____ TEKST DO CZYTANIA

To nie jest żart, bo technologiczne przyjemności nie mogą zastąpić prawdziwych relacji, a to z reguły prowadzi do poważnych problemów związanych z samotnością i nieumiejętnością odnalezienia się w socjalnych sytuacjach. Później słyszy się o 30 letnich prawiczkach, którzy mogą się jednak pochwalić, że mają na swoim koncie wicemistrzostwo na turnieju gry komputerowej FIFA. Albo o tych gościach, którzy dziwią się, że nie mają znajomych, ale nie wyszli na miasto od sześciu lat i nigdy nie nauczyli się, jak to jest powiedzieć “cześć” do obcej osoby. Kobiety mają również podobne rozterki, ale jednak jest to domena mężczyzn.

Mężczyźni głównymi winnymi

Jak to się wszystko ma do kwestii intymnych relacji wspominałem w niejednym wpisie na Coaching Time – mężczyzna ma obowiązek wyznaczać tor, jakim będzie toczył się jego związek. Nie powinien być tylko przyjacielem swojej kobiety, w sumie to w ogóle nie powinien nim być. To po prostu jedno wielkie ewolucyjne rozporządzenie, którego nie można zignorować. Dlatego zazwyczaj obwiniam hipotetycznych Andrzejów o to, że nie potrafią stworzyć zdrowego związku.

________

CEL ĆWICZENIA: Jakie nazwy własne występują w tekście o samotności i związkach mężczyzn? Wypisz je wszystkie w takiej formie, w jakiej pojawiają się w tekście.

____ FRAGMENTY ZAPISÓW

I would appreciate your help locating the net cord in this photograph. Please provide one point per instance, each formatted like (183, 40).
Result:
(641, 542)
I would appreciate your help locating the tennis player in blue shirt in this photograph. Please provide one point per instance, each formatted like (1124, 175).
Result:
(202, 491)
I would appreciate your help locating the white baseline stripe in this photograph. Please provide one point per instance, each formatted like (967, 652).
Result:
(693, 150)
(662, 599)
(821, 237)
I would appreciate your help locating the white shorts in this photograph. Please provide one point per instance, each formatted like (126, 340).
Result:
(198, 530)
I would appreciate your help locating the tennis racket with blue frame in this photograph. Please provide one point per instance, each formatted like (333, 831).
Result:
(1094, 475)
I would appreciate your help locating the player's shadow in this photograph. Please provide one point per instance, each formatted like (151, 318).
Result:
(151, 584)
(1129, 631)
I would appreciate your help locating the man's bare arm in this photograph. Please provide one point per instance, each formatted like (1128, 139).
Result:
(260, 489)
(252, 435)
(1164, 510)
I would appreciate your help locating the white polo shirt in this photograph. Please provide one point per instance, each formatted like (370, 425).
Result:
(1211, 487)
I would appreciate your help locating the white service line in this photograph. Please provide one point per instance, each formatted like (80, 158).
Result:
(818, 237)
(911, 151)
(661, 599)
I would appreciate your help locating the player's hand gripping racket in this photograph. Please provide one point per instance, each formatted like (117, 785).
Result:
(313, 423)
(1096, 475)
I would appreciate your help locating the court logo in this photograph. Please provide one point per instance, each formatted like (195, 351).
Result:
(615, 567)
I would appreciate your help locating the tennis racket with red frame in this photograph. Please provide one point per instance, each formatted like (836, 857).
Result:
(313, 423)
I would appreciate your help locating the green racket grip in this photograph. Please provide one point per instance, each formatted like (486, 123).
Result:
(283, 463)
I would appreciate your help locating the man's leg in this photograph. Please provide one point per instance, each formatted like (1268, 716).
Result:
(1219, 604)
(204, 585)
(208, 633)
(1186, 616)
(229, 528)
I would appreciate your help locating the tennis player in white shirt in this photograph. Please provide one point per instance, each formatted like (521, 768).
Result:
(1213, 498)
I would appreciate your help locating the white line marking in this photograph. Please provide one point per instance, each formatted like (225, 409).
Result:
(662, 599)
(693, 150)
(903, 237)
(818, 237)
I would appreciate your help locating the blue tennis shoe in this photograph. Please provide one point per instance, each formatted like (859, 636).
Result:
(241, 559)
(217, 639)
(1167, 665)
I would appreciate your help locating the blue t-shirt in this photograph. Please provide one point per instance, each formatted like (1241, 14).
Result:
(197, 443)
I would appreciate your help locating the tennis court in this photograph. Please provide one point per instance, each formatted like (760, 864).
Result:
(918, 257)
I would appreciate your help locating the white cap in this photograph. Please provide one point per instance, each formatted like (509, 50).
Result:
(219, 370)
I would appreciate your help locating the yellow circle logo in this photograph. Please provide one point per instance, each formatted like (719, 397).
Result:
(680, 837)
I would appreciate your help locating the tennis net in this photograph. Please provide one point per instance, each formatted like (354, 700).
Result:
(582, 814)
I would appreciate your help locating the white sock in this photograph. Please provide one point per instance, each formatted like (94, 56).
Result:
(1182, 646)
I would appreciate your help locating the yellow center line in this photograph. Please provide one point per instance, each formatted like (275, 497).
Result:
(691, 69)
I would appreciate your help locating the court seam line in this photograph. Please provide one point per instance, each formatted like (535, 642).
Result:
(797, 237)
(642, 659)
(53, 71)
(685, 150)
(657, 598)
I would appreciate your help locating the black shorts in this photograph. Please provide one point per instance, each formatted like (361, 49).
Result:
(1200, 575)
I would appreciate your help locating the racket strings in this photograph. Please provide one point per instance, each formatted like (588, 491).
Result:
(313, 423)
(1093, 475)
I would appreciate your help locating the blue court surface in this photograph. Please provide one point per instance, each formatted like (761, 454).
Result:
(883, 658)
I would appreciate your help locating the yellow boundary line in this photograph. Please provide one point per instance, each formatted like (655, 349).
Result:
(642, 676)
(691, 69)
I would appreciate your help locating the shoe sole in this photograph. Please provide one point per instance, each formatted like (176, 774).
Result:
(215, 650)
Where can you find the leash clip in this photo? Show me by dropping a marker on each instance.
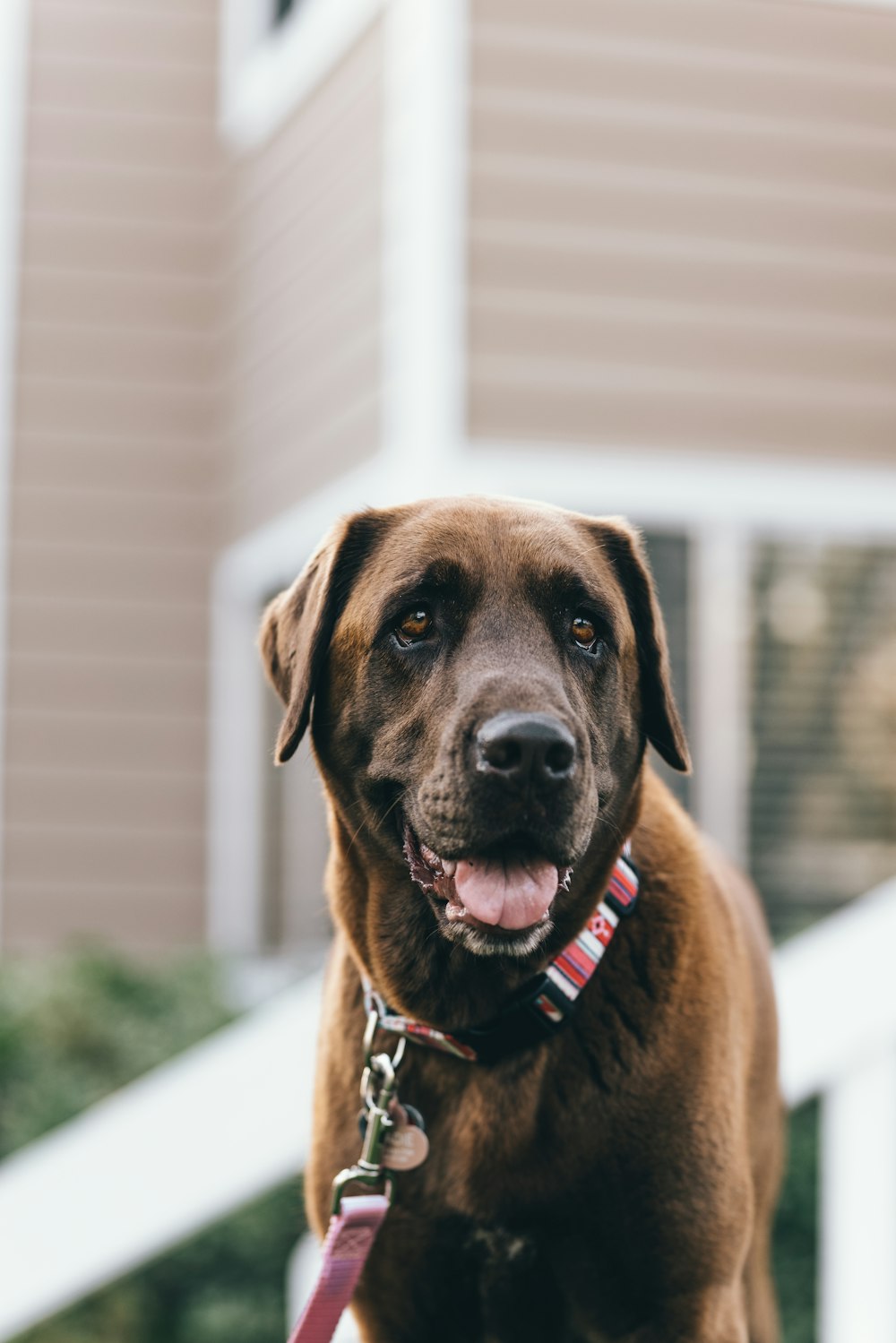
(378, 1093)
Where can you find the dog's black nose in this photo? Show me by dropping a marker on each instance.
(525, 747)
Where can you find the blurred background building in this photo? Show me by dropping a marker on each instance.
(268, 261)
(280, 260)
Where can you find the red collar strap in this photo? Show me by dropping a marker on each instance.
(541, 1006)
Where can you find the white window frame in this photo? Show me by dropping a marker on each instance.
(13, 88)
(266, 69)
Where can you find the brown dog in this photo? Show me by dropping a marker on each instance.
(485, 676)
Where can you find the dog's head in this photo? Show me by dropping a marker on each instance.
(484, 676)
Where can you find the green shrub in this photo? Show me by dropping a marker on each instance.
(75, 1028)
(72, 1030)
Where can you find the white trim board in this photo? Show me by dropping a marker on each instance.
(265, 73)
(13, 82)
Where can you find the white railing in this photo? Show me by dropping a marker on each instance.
(230, 1119)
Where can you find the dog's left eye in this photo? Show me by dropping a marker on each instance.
(416, 624)
(584, 632)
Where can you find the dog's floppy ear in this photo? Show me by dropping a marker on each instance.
(297, 624)
(659, 715)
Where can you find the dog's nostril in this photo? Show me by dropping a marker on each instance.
(559, 758)
(503, 753)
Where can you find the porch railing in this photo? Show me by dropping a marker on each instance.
(230, 1119)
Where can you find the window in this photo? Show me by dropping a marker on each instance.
(823, 726)
(282, 10)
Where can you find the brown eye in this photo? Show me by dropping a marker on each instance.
(583, 630)
(416, 624)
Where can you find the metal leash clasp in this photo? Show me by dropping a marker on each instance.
(378, 1092)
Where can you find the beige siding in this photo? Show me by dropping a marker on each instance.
(301, 285)
(112, 520)
(683, 225)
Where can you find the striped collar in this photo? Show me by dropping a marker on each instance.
(544, 1003)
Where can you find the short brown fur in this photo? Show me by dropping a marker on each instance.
(618, 1181)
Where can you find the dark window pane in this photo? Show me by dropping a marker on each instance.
(282, 10)
(823, 720)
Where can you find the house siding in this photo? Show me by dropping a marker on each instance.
(112, 511)
(301, 293)
(681, 225)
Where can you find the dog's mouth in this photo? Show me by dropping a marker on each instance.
(506, 896)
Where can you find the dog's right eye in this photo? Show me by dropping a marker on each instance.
(416, 624)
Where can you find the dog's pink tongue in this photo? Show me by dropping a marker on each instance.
(508, 895)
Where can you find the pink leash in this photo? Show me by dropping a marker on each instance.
(349, 1238)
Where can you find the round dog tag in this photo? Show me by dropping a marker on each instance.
(406, 1147)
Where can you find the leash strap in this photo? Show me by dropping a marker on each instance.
(541, 1006)
(349, 1238)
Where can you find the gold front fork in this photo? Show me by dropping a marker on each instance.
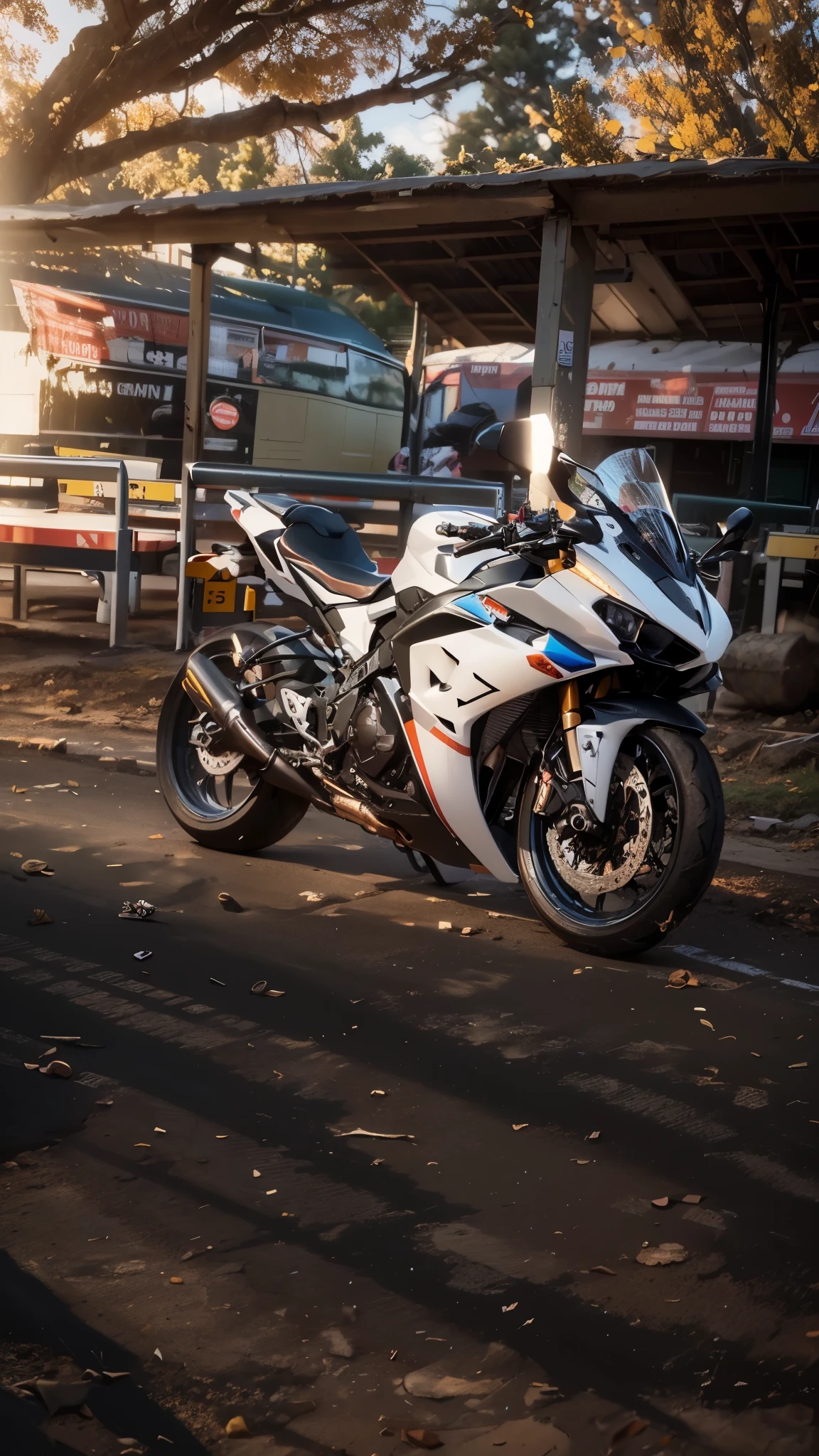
(569, 700)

________

WYNIK ZADANIA:
FIFA
Coaching Time
Andrzejów